# [Activity]
Word for word, retype the lines from the one containing "the picture below." to the one containing "wheel tire using the picture above." below, keeping both end lines and dropping the pictures.

Point localization data:
------------------------------------

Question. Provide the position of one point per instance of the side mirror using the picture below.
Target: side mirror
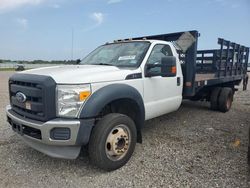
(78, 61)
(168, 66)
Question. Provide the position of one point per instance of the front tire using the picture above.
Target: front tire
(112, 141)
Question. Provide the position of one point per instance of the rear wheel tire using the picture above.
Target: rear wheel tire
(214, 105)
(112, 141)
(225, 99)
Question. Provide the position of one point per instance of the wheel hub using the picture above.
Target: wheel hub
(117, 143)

------------------------------------

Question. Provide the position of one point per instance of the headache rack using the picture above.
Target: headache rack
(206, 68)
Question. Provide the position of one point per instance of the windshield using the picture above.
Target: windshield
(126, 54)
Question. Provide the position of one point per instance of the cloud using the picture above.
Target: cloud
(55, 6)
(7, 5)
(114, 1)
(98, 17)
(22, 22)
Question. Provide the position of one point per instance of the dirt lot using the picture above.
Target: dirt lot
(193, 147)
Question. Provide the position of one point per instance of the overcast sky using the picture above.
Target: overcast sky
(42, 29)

------------------------------------

# [Output of the task]
Question. Provide the position of one point per instance of the side mirror using the picture below.
Target: side mirror
(78, 61)
(168, 66)
Question. Provide the position of one point per instance of the front tire using the picture above.
Target: front tire
(112, 141)
Question. Provide the position of one point per instance of the rear wheel tire using the picture above.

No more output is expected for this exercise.